▶ [GIVEN EXERCISE 1]:
According to the Stewart Island travel passage, how many people live on Stewart Island permanently?
▶ [GIVEN EXERCISE 2]:
Reproduce everything in the Stewart Island travel passage from "We all shuffled" down to "beauty.  Kind of ironic.".

This photo was used in a Rakiura Track pamphlet but I hear they photoshopped blue skies and sunshine in. Not really.
We all shuffled onto a boat fit for about 30 or 40 people and listened to the wizened old captain crack terrible jokes about safety on the sea and where we could find life vests and vomit bags.  Then we were off!  As predicted, those previously mentioned pro-level photographers were out on the deck firing photo-shots in frantic unison at birds flying over the water.  All was good and well unless someone walked near them and they would shout angrily about their personal space needed to continue capturing nature's beauty.  Kind of ironic.

Stacy enjoyed the waves and the wind outside while I clutched a table and chewed a gnarly little bit of ginger to avoid seasickness.  On our trip between the North and South Islands I experienced my first ever bout of seasickness.  I puked and didn't enjoy it.  This time I came prepared and put all my hopes and dreams into that awful-tasting raw ginger.  That and I locked myself in conversation with a German couple who were going to attempt the Southwest Circuit (I think...), a 10-12 day hike around a larger chunk of the island.  It was mostly mud from what I heard so we decided we'd get our extremely-South fix on the Rakiura.

The boat bucked with each wave and I'm honestly surprised I didn't fill up that little paper bag beside me like the bags of Halloween candy I used to get as a wee lad.  We arrived in port safe and sound, collected our bags--which were many pounds lighter than they were on our last backpacking venture, and then stocked up on a few last things at the town grocery.  402 people call Stewart Island their permanent home, and it was awesome to see how different life must be down their for them.  There was a grocery, a few restaurants and a tavern and a couple odd shops and tourist agency-type places.  And everything generated from the port itself.  These people were entirely dependent on boats coming in with everything that they would need.  Like the old days.  Or I guess like any island.  I haven't seen much of the world, so this was all a revelation to me.

▶ [SUPPLIED MATERIAL]:

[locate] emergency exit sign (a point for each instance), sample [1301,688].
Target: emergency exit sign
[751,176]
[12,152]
* * *
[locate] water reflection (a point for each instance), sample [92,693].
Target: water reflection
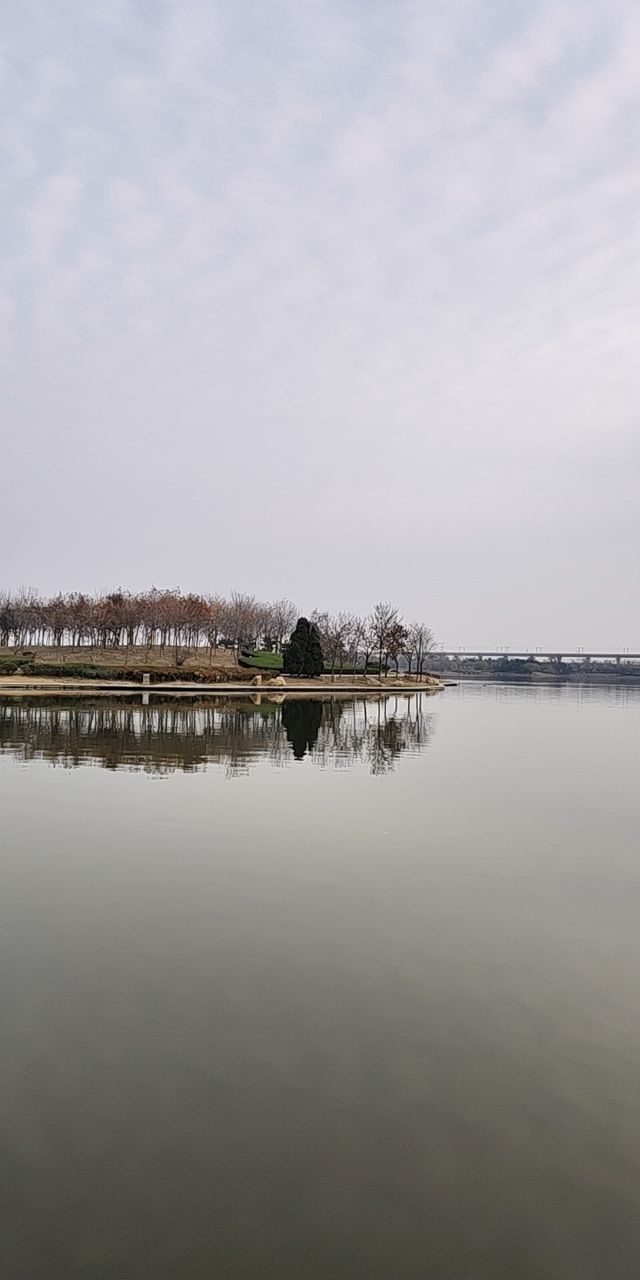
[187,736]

▶ [RIGHT ANSWER 1]:
402 people

▶ [RIGHT ANSWER 2]:
We all shuffled onto a boat fit for about 30 or 40 people and listened to the wizened old captain crack terrible jokes about safety on the sea and where we could find life vests and vomit bags.  Then we were off!  As predicted, those previously mentioned pro-level photographers were out on the deck firing photo-shots in frantic unison at birds flying over the water.  All was good and well unless someone walked near them and they would shout angrily about their personal space needed to continue capturing nature's beauty.  Kind of ironic.